Please reproduce all of the entries exactly, without omitting any.

BEGIN Data excerpts

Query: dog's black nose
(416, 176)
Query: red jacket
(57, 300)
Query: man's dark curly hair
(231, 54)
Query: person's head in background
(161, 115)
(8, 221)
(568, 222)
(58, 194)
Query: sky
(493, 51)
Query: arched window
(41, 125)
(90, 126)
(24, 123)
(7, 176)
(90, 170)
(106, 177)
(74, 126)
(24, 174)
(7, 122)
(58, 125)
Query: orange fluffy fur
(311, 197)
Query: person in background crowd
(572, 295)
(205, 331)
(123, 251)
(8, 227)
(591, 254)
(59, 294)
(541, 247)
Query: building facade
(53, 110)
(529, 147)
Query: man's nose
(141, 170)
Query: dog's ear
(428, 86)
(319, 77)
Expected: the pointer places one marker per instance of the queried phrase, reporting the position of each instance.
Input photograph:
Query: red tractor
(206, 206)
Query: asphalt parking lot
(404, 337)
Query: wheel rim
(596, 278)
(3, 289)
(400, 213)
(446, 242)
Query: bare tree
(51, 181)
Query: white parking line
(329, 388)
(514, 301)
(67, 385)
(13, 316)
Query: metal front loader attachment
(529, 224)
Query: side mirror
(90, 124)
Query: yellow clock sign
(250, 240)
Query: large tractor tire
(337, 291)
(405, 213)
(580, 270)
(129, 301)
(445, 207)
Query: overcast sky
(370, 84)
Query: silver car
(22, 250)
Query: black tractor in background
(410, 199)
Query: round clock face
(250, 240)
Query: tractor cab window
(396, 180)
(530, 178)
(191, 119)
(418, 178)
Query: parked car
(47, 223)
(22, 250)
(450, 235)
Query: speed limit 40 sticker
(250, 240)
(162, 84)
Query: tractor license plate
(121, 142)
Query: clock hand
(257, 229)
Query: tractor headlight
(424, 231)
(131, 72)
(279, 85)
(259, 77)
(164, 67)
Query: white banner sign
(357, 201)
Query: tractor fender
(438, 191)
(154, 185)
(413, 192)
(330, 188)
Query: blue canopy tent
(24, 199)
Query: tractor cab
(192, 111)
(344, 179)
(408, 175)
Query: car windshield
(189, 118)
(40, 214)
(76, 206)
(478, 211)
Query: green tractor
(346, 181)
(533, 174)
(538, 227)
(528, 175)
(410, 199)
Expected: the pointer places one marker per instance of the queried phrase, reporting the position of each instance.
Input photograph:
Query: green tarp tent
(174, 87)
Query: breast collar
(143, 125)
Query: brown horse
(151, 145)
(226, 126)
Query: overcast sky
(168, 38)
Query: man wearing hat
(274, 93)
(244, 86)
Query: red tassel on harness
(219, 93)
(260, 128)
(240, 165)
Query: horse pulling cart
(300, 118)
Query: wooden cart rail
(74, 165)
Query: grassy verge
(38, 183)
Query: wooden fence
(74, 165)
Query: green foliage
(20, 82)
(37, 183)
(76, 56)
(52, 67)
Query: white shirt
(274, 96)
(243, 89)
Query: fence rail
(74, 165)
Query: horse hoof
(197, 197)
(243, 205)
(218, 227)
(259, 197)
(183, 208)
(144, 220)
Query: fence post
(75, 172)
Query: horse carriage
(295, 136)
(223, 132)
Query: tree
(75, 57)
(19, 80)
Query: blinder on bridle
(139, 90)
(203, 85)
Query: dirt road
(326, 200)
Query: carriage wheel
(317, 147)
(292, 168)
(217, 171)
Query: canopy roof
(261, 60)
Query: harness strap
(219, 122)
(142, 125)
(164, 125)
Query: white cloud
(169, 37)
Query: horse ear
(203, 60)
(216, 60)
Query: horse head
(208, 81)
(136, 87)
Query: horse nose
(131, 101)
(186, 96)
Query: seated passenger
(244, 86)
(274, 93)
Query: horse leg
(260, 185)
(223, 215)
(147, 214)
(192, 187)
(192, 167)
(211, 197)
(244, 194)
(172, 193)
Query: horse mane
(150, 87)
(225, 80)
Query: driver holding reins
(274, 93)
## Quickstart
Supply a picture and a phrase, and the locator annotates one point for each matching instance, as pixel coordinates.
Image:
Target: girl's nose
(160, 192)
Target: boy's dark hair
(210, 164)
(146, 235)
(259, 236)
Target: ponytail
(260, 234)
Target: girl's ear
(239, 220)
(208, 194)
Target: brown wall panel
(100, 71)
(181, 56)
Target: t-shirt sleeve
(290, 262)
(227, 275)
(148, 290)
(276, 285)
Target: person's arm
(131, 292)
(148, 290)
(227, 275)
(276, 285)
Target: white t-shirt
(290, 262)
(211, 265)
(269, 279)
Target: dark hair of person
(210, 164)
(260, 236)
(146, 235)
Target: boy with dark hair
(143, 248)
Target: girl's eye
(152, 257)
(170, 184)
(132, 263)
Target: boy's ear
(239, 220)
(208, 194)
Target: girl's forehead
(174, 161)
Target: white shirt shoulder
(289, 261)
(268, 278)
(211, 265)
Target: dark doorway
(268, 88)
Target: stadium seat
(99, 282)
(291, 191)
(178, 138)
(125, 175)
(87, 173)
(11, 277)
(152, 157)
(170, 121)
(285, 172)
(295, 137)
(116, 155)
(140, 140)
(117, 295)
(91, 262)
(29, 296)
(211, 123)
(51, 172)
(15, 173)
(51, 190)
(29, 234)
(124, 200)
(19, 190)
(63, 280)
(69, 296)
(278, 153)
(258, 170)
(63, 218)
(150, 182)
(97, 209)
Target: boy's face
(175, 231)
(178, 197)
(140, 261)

END Data excerpts

■ Response for this exercise:
Query: dog's black nose
(416, 176)
Query: red jacket
(57, 300)
Query: man's dark curly hair
(231, 54)
Query: person's head in background
(161, 115)
(8, 221)
(568, 222)
(58, 194)
Query: sky
(493, 51)
Query: arched window
(41, 125)
(90, 126)
(24, 123)
(7, 176)
(90, 170)
(106, 177)
(74, 126)
(24, 174)
(7, 122)
(58, 125)
Query: orange fluffy fur
(311, 197)
Query: person in background crowd
(572, 295)
(205, 331)
(123, 251)
(8, 227)
(591, 254)
(59, 294)
(541, 247)
Query: building facade
(53, 110)
(529, 147)
Query: man's nose
(141, 170)
Query: dog's ear
(428, 86)
(319, 77)
Expected: the pointer places one marker per instance of the queried phrase, reporting the position of each instance.
Input photograph:
Query: red tractor
(206, 206)
Query: asphalt parking lot
(404, 337)
Query: wheel rim
(596, 278)
(3, 289)
(400, 213)
(446, 242)
Query: bare tree
(51, 181)
Query: white parking line
(329, 388)
(514, 301)
(67, 385)
(13, 316)
Query: metal front loader attachment
(529, 224)
Query: side mirror
(90, 124)
Query: yellow clock sign
(250, 240)
Query: large tractor tire
(337, 291)
(405, 213)
(580, 270)
(129, 301)
(445, 207)
Query: overcast sky
(370, 84)
Query: silver car
(22, 250)
Query: black tractor in background
(410, 199)
Query: round clock face
(250, 240)
Query: tractor cab window
(396, 180)
(530, 178)
(191, 119)
(418, 178)
Query: parked car
(47, 223)
(22, 250)
(450, 235)
Query: speed limit 40 sticker
(250, 240)
(162, 84)
Query: tractor license plate
(121, 142)
Query: clock hand
(257, 229)
Query: tractor headlight
(424, 231)
(131, 72)
(279, 85)
(259, 77)
(164, 67)
Query: white banner sign
(357, 201)
Query: tractor fender
(438, 191)
(154, 185)
(413, 192)
(330, 188)
Query: blue canopy tent
(24, 199)
Query: tractor cab
(192, 111)
(344, 179)
(408, 175)
Query: car windshield
(189, 118)
(40, 214)
(76, 206)
(478, 211)
Query: green tractor
(346, 181)
(533, 174)
(538, 227)
(528, 175)
(410, 199)
Expected: the pointer places one marker per instance of the queried phrase, reporting the position of each instance.
Input photograph:
Query: green tarp tent
(174, 87)
Query: breast collar
(143, 125)
Query: brown horse
(151, 145)
(226, 126)
Query: overcast sky
(168, 38)
Query: man wearing hat
(274, 93)
(244, 86)
Query: red tassel on harness
(219, 93)
(260, 128)
(240, 165)
Query: horse pulling cart
(300, 118)
Query: wooden cart rail
(74, 165)
Query: grassy verge
(38, 183)
Query: wooden fence
(74, 165)
Query: green foliage
(20, 82)
(37, 183)
(76, 56)
(52, 67)
Query: white shirt
(274, 96)
(243, 89)
Query: fence rail
(74, 165)
Query: horse hoof
(197, 197)
(243, 205)
(218, 227)
(259, 197)
(183, 208)
(144, 220)
Query: fence post
(75, 172)
Query: horse carriage
(295, 136)
(223, 132)
Query: tree
(75, 57)
(19, 80)
Query: blinder on bridle
(139, 90)
(203, 85)
Query: dirt road
(326, 200)
Query: carriage wheel
(317, 147)
(292, 168)
(217, 171)
Query: canopy roof
(261, 60)
Query: harness strap
(219, 122)
(142, 125)
(164, 125)
Query: white cloud
(169, 37)
Query: horse ear
(203, 60)
(216, 60)
Query: horse head
(208, 81)
(136, 87)
Query: horse nose
(131, 101)
(186, 96)
Query: seated passenger
(244, 86)
(274, 93)
Query: horse leg
(260, 185)
(223, 215)
(147, 214)
(192, 187)
(192, 167)
(211, 197)
(244, 194)
(172, 193)
Query: horse mane
(150, 87)
(225, 80)
Query: driver holding reins
(274, 93)
## Quickstart
Supply a picture and a phrase, and the locator annotates one point for each matching instance, as pixel coordinates.
Image:
Target: girl's nose
(160, 192)
Target: boy's dark hair
(210, 164)
(146, 235)
(259, 236)
Target: ponytail
(260, 234)
Target: girl's ear
(239, 220)
(208, 194)
Target: brown wall panel
(100, 71)
(181, 56)
Target: t-shirt sleeve
(290, 262)
(227, 275)
(148, 290)
(276, 285)
Target: person's arm
(131, 292)
(148, 290)
(227, 275)
(276, 285)
Target: white t-shirt
(290, 262)
(211, 265)
(269, 279)
Target: dark hair of person
(210, 164)
(260, 236)
(146, 235)
Target: boy with dark hair
(143, 248)
Target: girl's eye
(152, 257)
(170, 184)
(132, 263)
Target: boy's ear
(239, 220)
(208, 194)
Target: girl's forehead
(174, 161)
Target: white shirt shoulder
(289, 261)
(268, 278)
(211, 265)
Target: dark doorway
(268, 88)
Target: stadium seat
(99, 282)
(291, 191)
(178, 138)
(125, 175)
(87, 173)
(11, 277)
(152, 157)
(170, 121)
(285, 172)
(295, 137)
(116, 155)
(140, 140)
(117, 295)
(91, 262)
(29, 296)
(211, 123)
(51, 172)
(15, 173)
(51, 190)
(29, 234)
(124, 200)
(19, 190)
(63, 280)
(69, 296)
(278, 153)
(258, 170)
(63, 218)
(150, 182)
(97, 209)
Target: boy's face
(175, 231)
(178, 197)
(140, 261)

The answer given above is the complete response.